▶ What to produce:
Summarize the page about the album Wonder in two sentences.

Studio album by Michael W. Smith
- Released: September 28, 2010
- Recorded: 2010
- Genre: CCM, pop
- Length: 53:47
- Label: Reunion
- Producer: Michael W. Smith, Bryan Lenox

Michael W. Smith chronology
| A New Hallelujah (2008) | Wonder (2010) | Glory (2011) |

= Wonder (Michael W. Smith album) =

Wonder is an album by Christian recording artist Michael W. Smith. Released in September 2010, the album peaked at No. 2 on the Top Christian Albums chart, and number 26 on the Billboard 200.

==Track listing==

| No. | Title | Writer(s) | Length |
|---|---|---|---|
| 1. | "Save Me from Myself" | Lau Højen, Søren Balsner, Morten Thorhauge | 3:39 |
| 2. | "Take My Breath Away" | M. Smith, Kyle Lee | 4:09 |
| 3. | "Run to You" | M. Smith, Matthew West | 4:54 |
| 4. | "I'll Wait for You" | M. Smith, Tommy Sims | 5:14 |
| 5. | "Forever Yours" | M. Smith, Michael Olson | 3:54 |
| 6. | "Welcome Home"" | M. Smith, Lee, Michael Farren | 4:30 |
| 7. | "Wonder Not Far Away" | M. Smith, Stu Garrard, Mia Fieldes | 3:47 |
| 8. | "Rise" | M. Smith, Lee, Michael Neale | 5:07 |
| 9. | "You Belong to Me" | M. Smith, Olson, Matt Maher | 3:42 |
| 10. | "Leave" | Michael W. Smith, Sims | 3:29 |
| 11. | "One More Time" | M. Smith, Lee, Farren | 5:48 |
| 12. | "Take Me Over" | M. Smith, Lee, Bryan Lenox | 5:39 |

== Personnel ==
- Michael W. Smith – vocals, acoustic piano, keyboards, Hammond B3 organ, guitars
- Bryan Lenox – keyboards
- Jim Daneker – programming (12)

Part of a data file
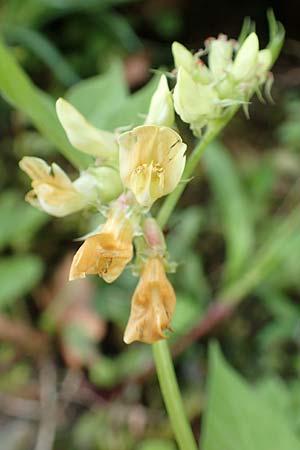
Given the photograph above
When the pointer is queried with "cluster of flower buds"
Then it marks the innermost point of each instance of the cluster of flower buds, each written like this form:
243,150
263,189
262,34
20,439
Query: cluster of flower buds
133,169
130,172
232,74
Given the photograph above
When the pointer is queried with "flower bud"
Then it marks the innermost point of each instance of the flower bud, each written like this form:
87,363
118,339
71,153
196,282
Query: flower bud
84,136
161,111
108,252
53,191
220,56
106,180
153,304
183,57
245,63
264,63
152,161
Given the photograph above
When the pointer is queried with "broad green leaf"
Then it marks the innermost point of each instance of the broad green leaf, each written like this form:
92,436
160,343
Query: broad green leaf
99,97
133,110
237,417
18,274
18,220
233,206
18,89
156,444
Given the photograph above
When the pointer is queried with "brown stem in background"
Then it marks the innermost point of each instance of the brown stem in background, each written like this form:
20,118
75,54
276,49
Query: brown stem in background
217,313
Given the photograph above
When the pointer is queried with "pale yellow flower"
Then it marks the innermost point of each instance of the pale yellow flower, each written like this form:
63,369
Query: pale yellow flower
153,304
84,136
161,111
245,64
53,191
108,252
194,102
152,161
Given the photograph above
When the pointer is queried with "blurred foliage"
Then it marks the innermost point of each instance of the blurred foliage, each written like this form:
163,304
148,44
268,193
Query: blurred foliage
235,238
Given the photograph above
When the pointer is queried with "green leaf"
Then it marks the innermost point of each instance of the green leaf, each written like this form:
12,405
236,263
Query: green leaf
233,206
237,417
99,97
276,33
38,106
18,274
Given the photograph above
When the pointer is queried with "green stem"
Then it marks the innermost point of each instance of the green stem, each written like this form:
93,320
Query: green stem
172,396
192,162
163,361
162,357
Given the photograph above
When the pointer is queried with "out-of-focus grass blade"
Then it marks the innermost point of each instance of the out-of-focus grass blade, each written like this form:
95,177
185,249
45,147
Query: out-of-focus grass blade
120,28
21,92
237,417
44,50
18,220
277,34
282,244
233,207
99,97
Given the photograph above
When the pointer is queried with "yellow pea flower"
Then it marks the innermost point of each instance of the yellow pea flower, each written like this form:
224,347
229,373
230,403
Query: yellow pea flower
107,252
152,161
84,136
53,191
153,304
183,58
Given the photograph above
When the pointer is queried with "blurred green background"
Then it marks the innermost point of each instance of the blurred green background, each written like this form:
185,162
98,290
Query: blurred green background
67,381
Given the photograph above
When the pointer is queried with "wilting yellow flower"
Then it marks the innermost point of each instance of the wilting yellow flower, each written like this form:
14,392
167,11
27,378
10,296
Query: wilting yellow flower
107,252
190,63
161,111
84,136
53,191
151,162
153,304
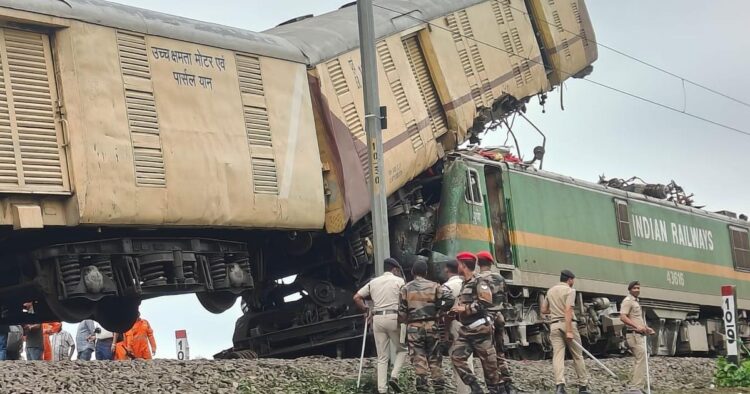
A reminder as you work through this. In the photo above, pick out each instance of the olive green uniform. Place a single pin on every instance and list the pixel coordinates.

▶ Task solution:
Wonder is a studio album by Christian recording artist Michael W. Smith, released on September 28, 2010, on the Reunion label and produced by Smith and Bryan Lenox. It peaked at No. 2 on the Top Christian Albums chart and No. 26 on the Billboard 200, and its twelve tracks run 53:47 in total.